▼
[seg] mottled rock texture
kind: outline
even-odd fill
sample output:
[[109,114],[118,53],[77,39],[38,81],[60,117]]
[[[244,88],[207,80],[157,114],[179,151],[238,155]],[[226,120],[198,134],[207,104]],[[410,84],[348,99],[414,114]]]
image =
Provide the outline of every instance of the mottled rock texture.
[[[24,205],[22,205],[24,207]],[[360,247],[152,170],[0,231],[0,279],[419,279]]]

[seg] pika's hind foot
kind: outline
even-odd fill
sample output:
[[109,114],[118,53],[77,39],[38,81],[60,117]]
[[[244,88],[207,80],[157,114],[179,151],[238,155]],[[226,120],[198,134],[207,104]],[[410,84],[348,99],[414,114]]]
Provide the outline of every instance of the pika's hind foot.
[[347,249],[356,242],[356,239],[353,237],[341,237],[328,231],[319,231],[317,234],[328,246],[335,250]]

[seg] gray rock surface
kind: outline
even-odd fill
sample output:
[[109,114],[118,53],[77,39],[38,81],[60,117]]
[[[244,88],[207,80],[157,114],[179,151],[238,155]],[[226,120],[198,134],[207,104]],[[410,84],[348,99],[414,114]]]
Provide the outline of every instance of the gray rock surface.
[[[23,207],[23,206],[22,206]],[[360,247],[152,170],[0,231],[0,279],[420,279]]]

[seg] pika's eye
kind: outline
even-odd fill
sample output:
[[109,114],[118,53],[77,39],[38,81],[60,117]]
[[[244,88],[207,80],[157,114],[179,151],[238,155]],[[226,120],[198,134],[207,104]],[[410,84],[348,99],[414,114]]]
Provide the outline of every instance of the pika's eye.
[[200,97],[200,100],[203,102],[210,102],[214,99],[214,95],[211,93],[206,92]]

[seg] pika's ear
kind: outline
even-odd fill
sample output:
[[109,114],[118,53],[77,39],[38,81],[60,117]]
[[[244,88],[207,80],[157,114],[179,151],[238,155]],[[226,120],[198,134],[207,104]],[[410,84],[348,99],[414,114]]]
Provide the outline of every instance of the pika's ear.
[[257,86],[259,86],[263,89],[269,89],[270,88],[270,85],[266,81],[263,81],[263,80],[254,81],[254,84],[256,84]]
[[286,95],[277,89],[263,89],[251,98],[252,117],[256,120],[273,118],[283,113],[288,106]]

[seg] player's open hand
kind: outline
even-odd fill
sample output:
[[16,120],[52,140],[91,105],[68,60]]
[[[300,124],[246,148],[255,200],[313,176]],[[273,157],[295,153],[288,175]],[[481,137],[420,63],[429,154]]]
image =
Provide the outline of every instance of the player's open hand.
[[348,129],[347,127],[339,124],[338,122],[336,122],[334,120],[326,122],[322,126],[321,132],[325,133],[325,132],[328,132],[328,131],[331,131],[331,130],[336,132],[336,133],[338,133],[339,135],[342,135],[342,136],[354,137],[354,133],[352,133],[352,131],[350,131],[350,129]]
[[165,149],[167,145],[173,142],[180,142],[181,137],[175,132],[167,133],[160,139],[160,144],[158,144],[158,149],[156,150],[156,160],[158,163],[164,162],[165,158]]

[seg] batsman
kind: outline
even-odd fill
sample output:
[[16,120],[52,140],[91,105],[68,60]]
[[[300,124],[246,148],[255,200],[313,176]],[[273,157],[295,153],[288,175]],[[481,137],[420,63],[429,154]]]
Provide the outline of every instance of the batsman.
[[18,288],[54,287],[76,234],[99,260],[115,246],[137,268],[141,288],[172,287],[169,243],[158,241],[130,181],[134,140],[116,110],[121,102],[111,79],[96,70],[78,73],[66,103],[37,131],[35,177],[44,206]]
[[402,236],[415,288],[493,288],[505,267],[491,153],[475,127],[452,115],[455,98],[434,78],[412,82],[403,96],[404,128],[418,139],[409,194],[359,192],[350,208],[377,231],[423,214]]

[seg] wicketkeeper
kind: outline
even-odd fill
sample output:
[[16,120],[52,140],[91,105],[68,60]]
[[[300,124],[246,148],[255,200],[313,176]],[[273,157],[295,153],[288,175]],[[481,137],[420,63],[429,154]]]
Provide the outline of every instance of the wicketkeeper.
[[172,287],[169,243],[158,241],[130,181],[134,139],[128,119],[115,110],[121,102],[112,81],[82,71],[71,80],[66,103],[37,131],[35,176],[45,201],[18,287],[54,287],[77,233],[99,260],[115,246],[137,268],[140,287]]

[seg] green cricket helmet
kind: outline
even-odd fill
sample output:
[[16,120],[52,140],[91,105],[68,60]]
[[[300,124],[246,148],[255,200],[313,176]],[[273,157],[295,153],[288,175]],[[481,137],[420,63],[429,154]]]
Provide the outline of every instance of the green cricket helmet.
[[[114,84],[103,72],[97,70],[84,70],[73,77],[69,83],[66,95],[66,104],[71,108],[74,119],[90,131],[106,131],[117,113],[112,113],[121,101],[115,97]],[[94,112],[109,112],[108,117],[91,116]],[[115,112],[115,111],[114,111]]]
▲
__Instructions to follow__:
Your reply should consist of the records, duplicated exactly.

__Finished task__:
[seg] mottled rock texture
kind: outline
even-odd fill
sample output:
[[109,114],[118,53],[77,39],[38,81],[60,117]]
[[[244,88],[207,80],[157,114],[179,151],[238,155]],[[226,120],[198,134],[207,104]],[[410,84],[348,99],[414,114]]]
image =
Provide the outline of every instance of the mottled rock texture.
[[[24,205],[22,205],[24,207]],[[360,247],[152,170],[0,231],[0,279],[419,279]]]

[seg] pika's hind foot
kind: outline
even-odd fill
sample output:
[[109,114],[118,53],[77,39],[38,81],[60,117]]
[[[244,88],[207,80],[157,114],[179,151],[238,155]],[[226,120],[198,134],[207,104]],[[410,84],[348,99],[414,114]]]
Provide the outline of every instance of the pika's hind foot.
[[347,249],[356,242],[356,239],[353,237],[341,237],[328,231],[319,231],[317,234],[328,246],[335,250]]

[seg] gray rock surface
kind: outline
even-odd fill
sample output:
[[109,114],[118,53],[77,39],[38,81],[60,117]]
[[[244,88],[207,80],[157,114],[179,151],[238,155]],[[226,120],[198,134],[207,104]],[[410,84],[348,99],[414,114]]]
Provide the outline of every instance of the gray rock surface.
[[[23,207],[23,206],[22,206]],[[360,247],[152,170],[0,231],[0,279],[420,279]]]

[seg] pika's eye
kind: outline
even-odd fill
sample output:
[[109,114],[118,53],[77,39],[38,81],[60,117]]
[[[244,88],[207,80],[157,114],[179,151],[238,155]],[[226,120],[198,134],[207,104]],[[410,84],[348,99],[414,114]]]
Provide the outline of every instance of the pika's eye.
[[200,97],[200,100],[203,102],[210,102],[214,99],[214,95],[211,93],[206,92]]

[seg] pika's ear
kind: outline
even-odd fill
sample output:
[[109,114],[118,53],[77,39],[38,81],[60,117]]
[[[244,88],[207,80],[157,114],[179,151],[238,155]],[[226,120],[198,134],[207,104]],[[410,84],[348,99],[414,114]]]
Provide the outline of every instance of the pika's ear.
[[257,86],[259,86],[263,89],[269,89],[270,88],[270,85],[266,81],[263,81],[263,80],[254,81],[254,84],[256,84]]
[[286,95],[277,89],[263,89],[251,98],[252,117],[256,120],[273,118],[283,113],[288,106]]

[seg] player's open hand
kind: outline
even-odd fill
sample output:
[[16,120],[52,140],[91,105],[68,60]]
[[[300,124],[246,148],[255,200],[313,176]],[[273,157],[295,153],[288,175]],[[481,137],[420,63],[429,154]]]
image =
Provide the outline of every instance of the player's open hand.
[[348,129],[347,127],[339,124],[338,122],[336,122],[334,120],[326,122],[322,126],[321,132],[325,133],[325,132],[328,132],[328,131],[331,131],[331,130],[336,132],[336,133],[338,133],[339,135],[342,135],[342,136],[354,137],[354,133],[352,133],[352,131],[350,131],[350,129]]
[[165,149],[167,145],[173,142],[180,142],[181,137],[175,132],[167,133],[160,139],[160,144],[158,144],[158,149],[156,150],[156,160],[158,163],[164,162],[165,158]]

[seg] batsman
kind: outline
even-odd fill
sample output:
[[16,120],[52,140],[91,105],[68,60]]
[[[300,124],[246,148],[255,200],[313,176]],[[273,157],[295,153],[288,175]],[[481,137],[420,63],[429,154]]]
Provide the outline of every instance of the batsman.
[[18,288],[54,287],[76,234],[99,260],[115,246],[137,268],[141,288],[172,287],[169,243],[158,241],[130,181],[134,140],[116,110],[121,102],[111,79],[96,70],[78,73],[66,103],[37,131],[35,177],[44,206]]
[[402,236],[415,288],[493,288],[505,267],[491,153],[475,127],[452,115],[455,98],[434,78],[412,82],[403,96],[404,128],[418,139],[409,194],[359,192],[350,208],[377,231],[423,214]]

[seg] wicketkeeper
kind: outline
even-odd fill
sample output:
[[16,120],[52,140],[91,105],[68,60]]
[[[300,124],[246,148],[255,200],[313,176]],[[273,157],[295,153],[288,175]],[[481,137],[420,63],[429,154]]]
Provide the outline of every instance of the wicketkeeper.
[[172,287],[169,243],[158,241],[130,181],[134,139],[128,119],[115,110],[121,102],[112,81],[82,71],[71,80],[66,103],[37,131],[35,176],[45,201],[18,287],[54,287],[77,233],[99,260],[115,246],[137,268],[140,287]]

[seg] green cricket helmet
kind: outline
even-odd fill
sample output:
[[16,120],[52,140],[91,105],[68,60]]
[[[300,124],[246,148],[255,200],[313,176]],[[273,157],[295,153],[288,175]],[[481,137],[420,63],[429,154]]]
Provide the outline of every instance of the green cricket helmet.
[[[114,84],[103,72],[97,70],[84,70],[73,77],[69,83],[66,95],[66,104],[71,108],[74,119],[90,131],[106,131],[117,113],[112,113],[121,101],[115,97]],[[94,112],[109,112],[108,117],[91,116]],[[115,112],[115,111],[114,111]]]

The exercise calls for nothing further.